### WHAT THE EXERCISE ASKS
Take the entries below and reproduce exactly the portion that begins at the line containing "Please pick out the beige" and ends at the line containing "Target: reddish stem", keeping both ends, dropping pictures, and adding nothing else.

### DATA PROVIDED
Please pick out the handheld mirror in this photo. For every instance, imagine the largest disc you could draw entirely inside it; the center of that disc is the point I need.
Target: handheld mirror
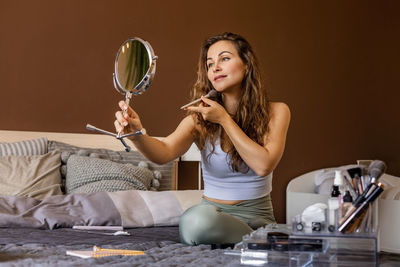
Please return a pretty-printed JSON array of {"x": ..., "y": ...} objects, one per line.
[{"x": 135, "y": 66}]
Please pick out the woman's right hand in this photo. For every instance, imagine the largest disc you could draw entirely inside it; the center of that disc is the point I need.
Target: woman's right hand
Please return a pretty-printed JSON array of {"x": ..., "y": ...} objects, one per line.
[{"x": 128, "y": 122}]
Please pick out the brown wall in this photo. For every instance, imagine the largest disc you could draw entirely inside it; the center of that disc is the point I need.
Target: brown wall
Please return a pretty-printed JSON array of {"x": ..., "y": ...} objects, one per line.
[{"x": 336, "y": 64}]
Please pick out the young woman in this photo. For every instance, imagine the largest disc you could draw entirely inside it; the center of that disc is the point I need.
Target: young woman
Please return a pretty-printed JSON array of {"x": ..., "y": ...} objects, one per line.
[{"x": 241, "y": 136}]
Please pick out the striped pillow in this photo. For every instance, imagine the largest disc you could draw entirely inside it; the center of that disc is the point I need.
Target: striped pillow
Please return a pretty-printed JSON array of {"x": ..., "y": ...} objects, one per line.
[{"x": 24, "y": 148}]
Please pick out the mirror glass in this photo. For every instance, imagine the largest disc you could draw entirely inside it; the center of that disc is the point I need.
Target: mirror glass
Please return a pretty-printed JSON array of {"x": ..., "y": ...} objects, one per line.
[{"x": 134, "y": 66}]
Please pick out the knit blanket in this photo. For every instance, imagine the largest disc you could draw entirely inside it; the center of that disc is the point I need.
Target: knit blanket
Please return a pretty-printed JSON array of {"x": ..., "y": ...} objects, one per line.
[{"x": 132, "y": 208}]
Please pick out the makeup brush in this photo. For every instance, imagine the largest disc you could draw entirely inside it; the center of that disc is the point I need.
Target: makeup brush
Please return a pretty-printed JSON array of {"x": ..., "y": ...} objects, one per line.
[{"x": 212, "y": 94}]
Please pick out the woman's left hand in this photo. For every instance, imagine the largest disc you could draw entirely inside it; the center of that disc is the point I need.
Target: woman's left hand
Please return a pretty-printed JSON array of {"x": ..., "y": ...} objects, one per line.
[{"x": 211, "y": 110}]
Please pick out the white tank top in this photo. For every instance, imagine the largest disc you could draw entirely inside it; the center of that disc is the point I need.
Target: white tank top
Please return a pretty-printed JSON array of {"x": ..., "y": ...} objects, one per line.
[{"x": 221, "y": 182}]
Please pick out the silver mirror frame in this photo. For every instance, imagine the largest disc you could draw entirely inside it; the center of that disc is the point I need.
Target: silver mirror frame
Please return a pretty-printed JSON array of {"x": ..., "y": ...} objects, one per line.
[
  {"x": 138, "y": 90},
  {"x": 144, "y": 84}
]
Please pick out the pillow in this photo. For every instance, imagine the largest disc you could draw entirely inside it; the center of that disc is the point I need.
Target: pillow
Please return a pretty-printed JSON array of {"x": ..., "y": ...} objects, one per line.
[
  {"x": 133, "y": 157},
  {"x": 35, "y": 176},
  {"x": 90, "y": 175},
  {"x": 24, "y": 148}
]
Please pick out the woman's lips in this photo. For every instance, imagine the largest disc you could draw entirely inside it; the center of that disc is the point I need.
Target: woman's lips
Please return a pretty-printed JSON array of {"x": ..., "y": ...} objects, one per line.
[{"x": 219, "y": 77}]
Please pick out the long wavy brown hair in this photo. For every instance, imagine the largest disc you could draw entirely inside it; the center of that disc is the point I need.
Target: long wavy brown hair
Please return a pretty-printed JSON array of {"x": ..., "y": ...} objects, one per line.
[{"x": 252, "y": 114}]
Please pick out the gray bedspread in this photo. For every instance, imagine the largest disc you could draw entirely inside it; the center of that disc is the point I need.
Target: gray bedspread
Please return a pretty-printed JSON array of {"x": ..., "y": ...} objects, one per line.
[
  {"x": 34, "y": 247},
  {"x": 58, "y": 211}
]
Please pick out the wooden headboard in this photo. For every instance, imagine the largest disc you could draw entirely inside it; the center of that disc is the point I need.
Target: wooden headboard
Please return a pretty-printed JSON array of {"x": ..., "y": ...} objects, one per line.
[{"x": 96, "y": 141}]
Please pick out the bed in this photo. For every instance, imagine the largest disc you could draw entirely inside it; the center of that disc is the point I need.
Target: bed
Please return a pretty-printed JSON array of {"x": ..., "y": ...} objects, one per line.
[{"x": 36, "y": 225}]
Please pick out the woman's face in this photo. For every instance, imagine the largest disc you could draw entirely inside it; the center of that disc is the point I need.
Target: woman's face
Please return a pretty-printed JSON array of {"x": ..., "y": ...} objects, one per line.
[{"x": 226, "y": 69}]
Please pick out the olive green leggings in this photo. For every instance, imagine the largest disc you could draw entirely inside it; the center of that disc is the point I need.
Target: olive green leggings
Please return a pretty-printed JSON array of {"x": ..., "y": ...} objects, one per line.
[{"x": 213, "y": 223}]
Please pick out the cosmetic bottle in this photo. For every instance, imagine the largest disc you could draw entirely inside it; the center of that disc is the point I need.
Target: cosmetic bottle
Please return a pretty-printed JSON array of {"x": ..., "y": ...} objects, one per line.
[
  {"x": 340, "y": 183},
  {"x": 333, "y": 208},
  {"x": 347, "y": 203}
]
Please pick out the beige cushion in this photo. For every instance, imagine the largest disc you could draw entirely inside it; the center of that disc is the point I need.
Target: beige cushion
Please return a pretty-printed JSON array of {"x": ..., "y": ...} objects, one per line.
[{"x": 33, "y": 176}]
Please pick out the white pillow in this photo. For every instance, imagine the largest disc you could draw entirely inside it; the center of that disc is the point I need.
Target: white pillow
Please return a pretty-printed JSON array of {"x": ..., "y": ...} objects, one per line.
[{"x": 35, "y": 176}]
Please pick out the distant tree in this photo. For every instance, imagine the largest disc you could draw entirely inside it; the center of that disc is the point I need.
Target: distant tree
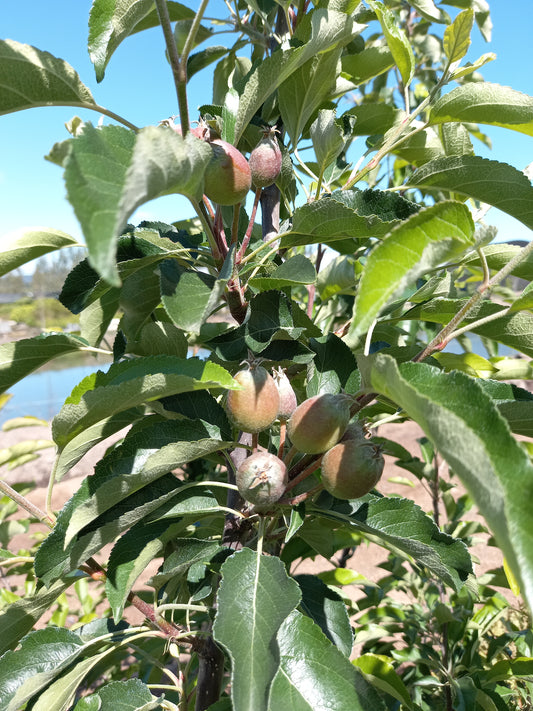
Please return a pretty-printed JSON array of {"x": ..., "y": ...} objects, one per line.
[{"x": 13, "y": 283}]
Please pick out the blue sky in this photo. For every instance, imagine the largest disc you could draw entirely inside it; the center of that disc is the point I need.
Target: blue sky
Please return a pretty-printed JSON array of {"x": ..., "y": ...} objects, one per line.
[{"x": 138, "y": 85}]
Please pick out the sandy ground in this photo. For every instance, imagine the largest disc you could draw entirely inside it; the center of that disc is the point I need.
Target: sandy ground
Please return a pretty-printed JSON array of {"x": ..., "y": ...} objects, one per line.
[{"x": 365, "y": 561}]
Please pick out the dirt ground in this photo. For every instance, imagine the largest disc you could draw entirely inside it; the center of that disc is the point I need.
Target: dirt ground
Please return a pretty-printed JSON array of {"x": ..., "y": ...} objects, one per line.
[{"x": 365, "y": 561}]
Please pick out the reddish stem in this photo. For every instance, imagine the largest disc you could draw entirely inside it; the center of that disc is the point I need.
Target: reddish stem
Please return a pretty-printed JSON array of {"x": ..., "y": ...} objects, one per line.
[
  {"x": 282, "y": 437},
  {"x": 220, "y": 235},
  {"x": 235, "y": 225},
  {"x": 248, "y": 235}
]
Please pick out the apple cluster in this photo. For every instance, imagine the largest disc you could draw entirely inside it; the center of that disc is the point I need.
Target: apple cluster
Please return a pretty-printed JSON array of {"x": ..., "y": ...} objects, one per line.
[
  {"x": 229, "y": 176},
  {"x": 351, "y": 465}
]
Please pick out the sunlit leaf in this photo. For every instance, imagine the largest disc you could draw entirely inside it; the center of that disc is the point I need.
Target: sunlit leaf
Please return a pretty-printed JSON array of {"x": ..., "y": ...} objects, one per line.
[
  {"x": 328, "y": 30},
  {"x": 20, "y": 358},
  {"x": 23, "y": 246},
  {"x": 397, "y": 40},
  {"x": 485, "y": 103},
  {"x": 457, "y": 36},
  {"x": 111, "y": 171},
  {"x": 482, "y": 452},
  {"x": 129, "y": 384},
  {"x": 254, "y": 598},
  {"x": 112, "y": 21},
  {"x": 418, "y": 244},
  {"x": 31, "y": 78},
  {"x": 300, "y": 682},
  {"x": 497, "y": 184}
]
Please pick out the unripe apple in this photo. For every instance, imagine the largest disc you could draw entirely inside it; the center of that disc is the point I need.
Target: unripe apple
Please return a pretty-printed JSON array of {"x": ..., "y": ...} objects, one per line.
[
  {"x": 261, "y": 479},
  {"x": 351, "y": 469},
  {"x": 287, "y": 396},
  {"x": 355, "y": 430},
  {"x": 227, "y": 178},
  {"x": 319, "y": 422},
  {"x": 265, "y": 160},
  {"x": 256, "y": 406}
]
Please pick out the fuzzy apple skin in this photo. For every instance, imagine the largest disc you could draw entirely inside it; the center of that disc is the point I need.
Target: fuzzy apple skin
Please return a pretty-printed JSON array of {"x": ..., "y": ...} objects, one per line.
[
  {"x": 351, "y": 469},
  {"x": 355, "y": 430},
  {"x": 227, "y": 178},
  {"x": 256, "y": 406},
  {"x": 265, "y": 161},
  {"x": 261, "y": 479},
  {"x": 319, "y": 422}
]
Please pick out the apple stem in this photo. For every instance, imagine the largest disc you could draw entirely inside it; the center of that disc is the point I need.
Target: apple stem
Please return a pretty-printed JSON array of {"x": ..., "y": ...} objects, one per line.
[
  {"x": 248, "y": 235},
  {"x": 282, "y": 437}
]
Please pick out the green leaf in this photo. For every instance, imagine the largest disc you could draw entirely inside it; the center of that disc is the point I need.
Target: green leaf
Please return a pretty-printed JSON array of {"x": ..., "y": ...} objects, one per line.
[
  {"x": 513, "y": 330},
  {"x": 295, "y": 271},
  {"x": 29, "y": 446},
  {"x": 327, "y": 609},
  {"x": 129, "y": 558},
  {"x": 31, "y": 78},
  {"x": 372, "y": 119},
  {"x": 337, "y": 277},
  {"x": 402, "y": 526},
  {"x": 60, "y": 694},
  {"x": 130, "y": 384},
  {"x": 470, "y": 363},
  {"x": 397, "y": 40},
  {"x": 327, "y": 138},
  {"x": 455, "y": 139},
  {"x": 482, "y": 451},
  {"x": 20, "y": 616},
  {"x": 333, "y": 366},
  {"x": 301, "y": 682},
  {"x": 42, "y": 655},
  {"x": 254, "y": 598},
  {"x": 190, "y": 296},
  {"x": 418, "y": 244},
  {"x": 272, "y": 317},
  {"x": 112, "y": 21},
  {"x": 158, "y": 448},
  {"x": 514, "y": 403},
  {"x": 77, "y": 447},
  {"x": 20, "y": 358},
  {"x": 22, "y": 246},
  {"x": 329, "y": 29},
  {"x": 366, "y": 65},
  {"x": 421, "y": 148},
  {"x": 129, "y": 695},
  {"x": 191, "y": 500},
  {"x": 351, "y": 214},
  {"x": 430, "y": 11},
  {"x": 524, "y": 301},
  {"x": 470, "y": 68},
  {"x": 303, "y": 92},
  {"x": 53, "y": 559},
  {"x": 188, "y": 552},
  {"x": 111, "y": 171},
  {"x": 498, "y": 255},
  {"x": 457, "y": 36},
  {"x": 485, "y": 103},
  {"x": 201, "y": 60},
  {"x": 380, "y": 670}
]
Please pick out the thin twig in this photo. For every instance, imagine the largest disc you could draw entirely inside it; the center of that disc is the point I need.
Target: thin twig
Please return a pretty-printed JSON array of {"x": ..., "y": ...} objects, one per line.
[{"x": 23, "y": 502}]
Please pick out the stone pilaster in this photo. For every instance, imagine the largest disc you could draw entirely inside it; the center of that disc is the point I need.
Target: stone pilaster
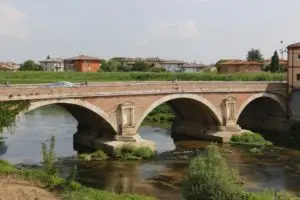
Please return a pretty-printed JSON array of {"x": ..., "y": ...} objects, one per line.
[{"x": 126, "y": 122}]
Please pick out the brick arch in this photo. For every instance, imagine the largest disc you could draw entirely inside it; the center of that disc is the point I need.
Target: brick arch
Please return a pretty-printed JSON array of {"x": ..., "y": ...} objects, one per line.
[
  {"x": 273, "y": 97},
  {"x": 78, "y": 102},
  {"x": 201, "y": 100}
]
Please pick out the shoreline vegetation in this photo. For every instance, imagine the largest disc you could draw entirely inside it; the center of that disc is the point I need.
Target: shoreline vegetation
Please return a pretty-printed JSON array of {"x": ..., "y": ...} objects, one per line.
[{"x": 78, "y": 77}]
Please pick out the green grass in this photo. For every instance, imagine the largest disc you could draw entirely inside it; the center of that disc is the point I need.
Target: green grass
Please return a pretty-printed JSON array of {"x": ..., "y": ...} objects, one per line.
[
  {"x": 47, "y": 77},
  {"x": 130, "y": 152},
  {"x": 249, "y": 138}
]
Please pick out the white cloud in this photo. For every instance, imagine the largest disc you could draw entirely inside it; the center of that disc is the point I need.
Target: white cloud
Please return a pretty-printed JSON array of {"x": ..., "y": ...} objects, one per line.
[
  {"x": 12, "y": 21},
  {"x": 166, "y": 30}
]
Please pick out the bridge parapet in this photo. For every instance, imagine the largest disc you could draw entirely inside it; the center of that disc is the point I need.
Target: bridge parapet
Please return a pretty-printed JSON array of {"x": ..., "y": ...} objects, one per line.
[{"x": 25, "y": 92}]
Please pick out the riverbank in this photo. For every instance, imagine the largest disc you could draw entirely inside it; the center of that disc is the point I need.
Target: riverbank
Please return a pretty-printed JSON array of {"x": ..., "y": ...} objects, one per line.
[{"x": 76, "y": 77}]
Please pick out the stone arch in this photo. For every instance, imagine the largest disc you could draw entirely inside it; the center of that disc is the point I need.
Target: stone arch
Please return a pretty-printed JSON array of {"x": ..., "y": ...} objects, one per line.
[
  {"x": 167, "y": 98},
  {"x": 274, "y": 97},
  {"x": 78, "y": 102}
]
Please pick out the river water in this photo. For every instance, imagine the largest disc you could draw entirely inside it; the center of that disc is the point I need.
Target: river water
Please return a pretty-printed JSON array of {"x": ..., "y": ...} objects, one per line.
[{"x": 278, "y": 168}]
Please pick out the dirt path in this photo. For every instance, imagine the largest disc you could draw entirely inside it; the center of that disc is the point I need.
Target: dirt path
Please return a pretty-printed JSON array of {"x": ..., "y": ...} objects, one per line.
[{"x": 12, "y": 189}]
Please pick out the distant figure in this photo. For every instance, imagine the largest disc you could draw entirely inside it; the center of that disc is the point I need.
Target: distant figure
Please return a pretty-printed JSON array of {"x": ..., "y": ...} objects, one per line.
[{"x": 6, "y": 83}]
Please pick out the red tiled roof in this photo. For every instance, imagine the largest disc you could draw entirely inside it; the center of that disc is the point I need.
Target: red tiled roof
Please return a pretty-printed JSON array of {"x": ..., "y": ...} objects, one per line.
[
  {"x": 83, "y": 57},
  {"x": 240, "y": 62},
  {"x": 294, "y": 46}
]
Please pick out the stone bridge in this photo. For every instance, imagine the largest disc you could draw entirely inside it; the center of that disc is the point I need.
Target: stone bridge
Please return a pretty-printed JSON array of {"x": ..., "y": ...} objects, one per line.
[{"x": 109, "y": 114}]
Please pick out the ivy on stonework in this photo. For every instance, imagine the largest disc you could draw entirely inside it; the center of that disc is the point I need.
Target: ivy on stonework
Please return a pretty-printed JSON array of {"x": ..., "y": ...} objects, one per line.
[{"x": 8, "y": 113}]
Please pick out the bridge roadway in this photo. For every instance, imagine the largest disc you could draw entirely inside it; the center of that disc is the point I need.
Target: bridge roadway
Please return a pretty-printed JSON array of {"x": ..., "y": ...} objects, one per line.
[
  {"x": 41, "y": 91},
  {"x": 110, "y": 113}
]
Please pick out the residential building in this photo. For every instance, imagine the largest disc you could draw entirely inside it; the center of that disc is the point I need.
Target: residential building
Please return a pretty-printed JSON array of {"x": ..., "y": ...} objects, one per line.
[
  {"x": 82, "y": 63},
  {"x": 52, "y": 64},
  {"x": 284, "y": 63},
  {"x": 192, "y": 67},
  {"x": 9, "y": 66},
  {"x": 234, "y": 66},
  {"x": 172, "y": 65},
  {"x": 294, "y": 66}
]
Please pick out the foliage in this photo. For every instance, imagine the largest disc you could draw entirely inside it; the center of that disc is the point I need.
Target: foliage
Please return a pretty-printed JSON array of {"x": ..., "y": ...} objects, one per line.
[
  {"x": 130, "y": 152},
  {"x": 46, "y": 77},
  {"x": 210, "y": 178},
  {"x": 249, "y": 138},
  {"x": 111, "y": 65},
  {"x": 254, "y": 55},
  {"x": 140, "y": 65},
  {"x": 8, "y": 112},
  {"x": 91, "y": 194},
  {"x": 30, "y": 65},
  {"x": 97, "y": 155},
  {"x": 218, "y": 64},
  {"x": 274, "y": 66},
  {"x": 49, "y": 157}
]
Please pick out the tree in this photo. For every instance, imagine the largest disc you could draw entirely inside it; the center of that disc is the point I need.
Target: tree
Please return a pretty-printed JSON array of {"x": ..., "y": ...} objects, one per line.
[
  {"x": 30, "y": 65},
  {"x": 254, "y": 55},
  {"x": 110, "y": 66},
  {"x": 209, "y": 178},
  {"x": 275, "y": 65},
  {"x": 140, "y": 65},
  {"x": 218, "y": 64}
]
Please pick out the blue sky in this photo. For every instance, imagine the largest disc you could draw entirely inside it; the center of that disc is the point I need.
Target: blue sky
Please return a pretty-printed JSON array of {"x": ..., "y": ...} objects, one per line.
[{"x": 200, "y": 30}]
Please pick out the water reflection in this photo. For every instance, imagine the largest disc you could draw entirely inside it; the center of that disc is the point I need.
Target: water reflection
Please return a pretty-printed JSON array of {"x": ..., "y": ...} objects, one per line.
[{"x": 279, "y": 168}]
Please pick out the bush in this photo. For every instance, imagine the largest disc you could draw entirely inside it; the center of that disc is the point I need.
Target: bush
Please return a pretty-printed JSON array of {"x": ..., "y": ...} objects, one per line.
[
  {"x": 130, "y": 152},
  {"x": 249, "y": 138},
  {"x": 209, "y": 178}
]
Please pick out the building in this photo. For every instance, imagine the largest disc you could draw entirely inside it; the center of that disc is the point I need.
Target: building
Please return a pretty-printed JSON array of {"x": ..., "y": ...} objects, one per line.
[
  {"x": 52, "y": 64},
  {"x": 294, "y": 66},
  {"x": 82, "y": 63},
  {"x": 9, "y": 66},
  {"x": 192, "y": 67},
  {"x": 281, "y": 62},
  {"x": 234, "y": 66}
]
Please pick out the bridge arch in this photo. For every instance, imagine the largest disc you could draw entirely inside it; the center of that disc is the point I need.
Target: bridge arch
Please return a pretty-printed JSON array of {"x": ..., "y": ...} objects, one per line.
[
  {"x": 86, "y": 114},
  {"x": 190, "y": 111},
  {"x": 265, "y": 112}
]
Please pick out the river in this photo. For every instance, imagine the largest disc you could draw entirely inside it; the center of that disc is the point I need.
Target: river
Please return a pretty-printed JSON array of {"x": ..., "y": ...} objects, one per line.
[{"x": 278, "y": 168}]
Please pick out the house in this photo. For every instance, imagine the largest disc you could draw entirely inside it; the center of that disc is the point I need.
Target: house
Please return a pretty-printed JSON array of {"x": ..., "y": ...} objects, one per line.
[
  {"x": 192, "y": 67},
  {"x": 52, "y": 64},
  {"x": 9, "y": 66},
  {"x": 282, "y": 62},
  {"x": 234, "y": 66},
  {"x": 82, "y": 63},
  {"x": 171, "y": 65}
]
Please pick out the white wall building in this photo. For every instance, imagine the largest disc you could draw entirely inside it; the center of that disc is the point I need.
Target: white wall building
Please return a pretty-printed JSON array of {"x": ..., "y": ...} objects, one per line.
[
  {"x": 192, "y": 67},
  {"x": 52, "y": 64}
]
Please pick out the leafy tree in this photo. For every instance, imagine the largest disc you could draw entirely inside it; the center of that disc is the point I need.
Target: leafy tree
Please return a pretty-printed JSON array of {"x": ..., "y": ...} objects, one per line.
[
  {"x": 140, "y": 65},
  {"x": 111, "y": 65},
  {"x": 30, "y": 65},
  {"x": 254, "y": 55},
  {"x": 274, "y": 65},
  {"x": 218, "y": 64}
]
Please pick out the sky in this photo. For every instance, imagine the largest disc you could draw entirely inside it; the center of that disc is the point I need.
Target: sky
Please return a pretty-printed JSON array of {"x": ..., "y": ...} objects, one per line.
[{"x": 192, "y": 30}]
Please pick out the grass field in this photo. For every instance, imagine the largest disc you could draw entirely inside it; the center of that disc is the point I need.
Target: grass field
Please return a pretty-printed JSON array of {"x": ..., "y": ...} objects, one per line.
[{"x": 48, "y": 77}]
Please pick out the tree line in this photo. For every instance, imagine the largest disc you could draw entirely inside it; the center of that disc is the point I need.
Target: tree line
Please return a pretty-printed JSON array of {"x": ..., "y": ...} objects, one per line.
[{"x": 255, "y": 55}]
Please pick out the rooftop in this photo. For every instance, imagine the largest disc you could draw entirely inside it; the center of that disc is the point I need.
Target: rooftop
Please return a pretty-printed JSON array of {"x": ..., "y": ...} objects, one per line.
[
  {"x": 83, "y": 57},
  {"x": 294, "y": 46},
  {"x": 241, "y": 62}
]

### SOLUTION FOR THIS EXERCISE
Please pick out the beige cushion in this photo. For every instance, imagine the largest disc you could draw entirely inside it; the center of that disc is the point I need.
Target: beige cushion
Please return a pretty-printed JSON array of {"x": ..., "y": ...} objects, one per line.
[{"x": 33, "y": 176}]
Please pick out the white pillow in this photo. For every instance, imagine the largest disc you could draw entirely inside it; the center of that disc is the point I need.
Target: white pillow
Please return a pretty-printed JSON array of {"x": ..., "y": ...} objects, one per line.
[{"x": 35, "y": 176}]
Please pick out the distant tree in this photo. For every instance, imagine the largest disc you could draw entirely inside it; the center of that disc is the point I need.
Target: distant tree
Please return a pretty-printed JSON array of {"x": ..., "y": ...} objects, one per line.
[{"x": 13, "y": 283}]
Please pick out the blue sky in this photo. For every instance, imagine the largest disc you could draw entirely inside it; the center of that disc is the point I need.
Target: blue sky
Please return a pretty-printed JSON array of {"x": ..., "y": ...} objects, one per line.
[{"x": 138, "y": 85}]
Please pick out the sandy ground in this photo. For every instance, imagine the largest disc you could draw entirely inside it; the center of that disc is the point I need.
Target: sandy ground
Please return a pretty-printed JSON array of {"x": ..., "y": ...} objects, one per line.
[{"x": 365, "y": 561}]
Please pick out the dirt ground in this photo. For every instance, imagine the largest disc you could draw entirely inside it; the center of that disc is the point I need.
Target: dirt ground
Please return a pretty-printed JSON array of {"x": ..., "y": ...} objects, one per line.
[{"x": 365, "y": 561}]
Please pick out the reddish stem in this photo. For every instance, imagine the largest disc you could draw entirely inside it; the center of that disc is the point I need.
Target: reddish stem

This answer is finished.